— start Entries provided —
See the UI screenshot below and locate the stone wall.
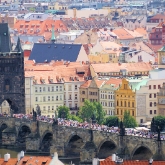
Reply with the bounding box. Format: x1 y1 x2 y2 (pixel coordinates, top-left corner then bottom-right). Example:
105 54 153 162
0 118 165 161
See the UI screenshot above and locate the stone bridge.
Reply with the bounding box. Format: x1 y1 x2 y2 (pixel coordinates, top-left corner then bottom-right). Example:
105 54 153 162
0 117 165 162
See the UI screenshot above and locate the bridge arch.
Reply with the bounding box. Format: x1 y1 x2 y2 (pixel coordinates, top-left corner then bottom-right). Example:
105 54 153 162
97 139 117 159
131 144 153 160
17 124 31 143
0 97 18 114
40 130 53 153
0 123 8 143
65 133 85 157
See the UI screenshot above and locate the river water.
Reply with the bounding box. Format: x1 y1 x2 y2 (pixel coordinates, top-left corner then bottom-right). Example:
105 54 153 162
0 147 80 165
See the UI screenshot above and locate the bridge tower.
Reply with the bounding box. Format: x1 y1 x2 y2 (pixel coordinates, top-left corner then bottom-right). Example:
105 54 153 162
0 23 25 113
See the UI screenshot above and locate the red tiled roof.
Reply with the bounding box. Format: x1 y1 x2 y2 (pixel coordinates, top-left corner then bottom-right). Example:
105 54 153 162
113 28 134 39
151 14 165 20
19 156 52 165
0 158 17 165
14 19 68 40
105 78 122 87
91 62 152 73
100 157 165 165
145 43 163 53
25 60 91 84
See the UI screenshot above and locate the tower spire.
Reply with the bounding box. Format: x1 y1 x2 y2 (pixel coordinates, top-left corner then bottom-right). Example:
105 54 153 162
51 25 56 43
14 37 23 52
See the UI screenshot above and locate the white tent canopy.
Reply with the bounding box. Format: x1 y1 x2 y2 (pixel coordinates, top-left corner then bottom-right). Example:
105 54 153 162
135 127 150 131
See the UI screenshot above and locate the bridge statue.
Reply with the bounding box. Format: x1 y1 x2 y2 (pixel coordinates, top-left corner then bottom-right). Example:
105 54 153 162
36 104 41 116
10 108 14 117
52 111 58 126
33 108 37 121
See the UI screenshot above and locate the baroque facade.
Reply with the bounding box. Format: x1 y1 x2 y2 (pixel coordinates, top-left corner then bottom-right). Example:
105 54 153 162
— end Entries provided —
Task description –
Convert the lines of all the items above into a numbered list, skipping any blank lines. Leave the pictures out.

Solution for this task –
1. See the UI screenshot below and locate the stone wall.
2. Reply with the bounding box. Format: x1 y1 x2 y2 (pixel coordinates, top-left corner then bottom-right). Example:
3. 105 54 153 162
4. 0 118 165 161
5. See the UI screenshot above and locate the stone bridge.
6. Reply with the bounding box. Format: x1 y1 x2 y2 (pixel coordinates, top-left corner then bottom-right). Example:
7. 105 54 153 162
8. 0 117 165 162
9. See the UI screenshot above and locate the bridge arch.
10. Reply with the bounding box. Format: x1 y1 x2 y2 (pixel coordinates, top-left corner then bottom-right). Example:
11. 105 54 153 162
12. 97 139 117 159
13. 131 144 153 160
14. 17 124 31 143
15. 0 97 18 114
16. 40 130 53 153
17. 0 123 8 143
18. 65 133 85 157
19. See the UI screenshot above and locate the river water.
20. Reply with the bounding box. Format: x1 y1 x2 y2 (pixel coordinates, top-left corner then bottom-right). Example:
21. 105 54 153 162
22. 0 147 80 165
23. See the UI screenshot above and locate the bridge tower.
24. Reply with the bounding box. Format: x1 y1 x2 y2 (pixel coordinates, top-left corner then bottom-right). Example:
25. 105 54 153 162
26. 0 23 25 113
27. See the UI screenshot above and locate the red tiled roof.
28. Reply with the bounding box. Format: x1 y1 x2 y2 (pixel coordinates, top-left corner then bottom-right). Example:
29. 105 54 153 162
30. 113 28 134 39
31. 151 14 165 20
32. 19 156 52 165
33. 0 158 17 165
34. 14 19 68 40
35. 105 78 122 87
36. 91 62 152 73
37. 100 157 165 165
38. 145 43 163 53
39. 25 60 91 84
40. See the UI screenshot above and locate the tower spire.
41. Reply with the bounding box. Format: x1 y1 x2 y2 (pixel coordinates, top-left corner then bottom-right). Example:
42. 105 54 153 162
43. 51 25 56 43
44. 14 37 23 52
45. See the UI screenshot above and locate the white tent canopy.
46. Reply with the bounding box. Format: x1 y1 x2 y2 (pixel coordinates, top-left corner then bottom-right). Example:
47. 105 54 153 162
48. 135 127 150 131
49. See the UI screenshot above and locate the bridge statue.
50. Reply with the bounding box. Format: x1 y1 x2 y2 (pixel coordinates, top-left corner then bottom-right). Example:
51. 105 54 153 162
52. 36 104 41 116
53. 10 108 14 117
54. 52 111 58 126
55. 33 108 37 121
56. See the UI screenshot above and locate the baroque facade.
57. Reply with the bounding box. Format: x1 y1 x2 y2 (pixel coordinates, top-left corner then bottom-right). Example:
58. 105 54 153 162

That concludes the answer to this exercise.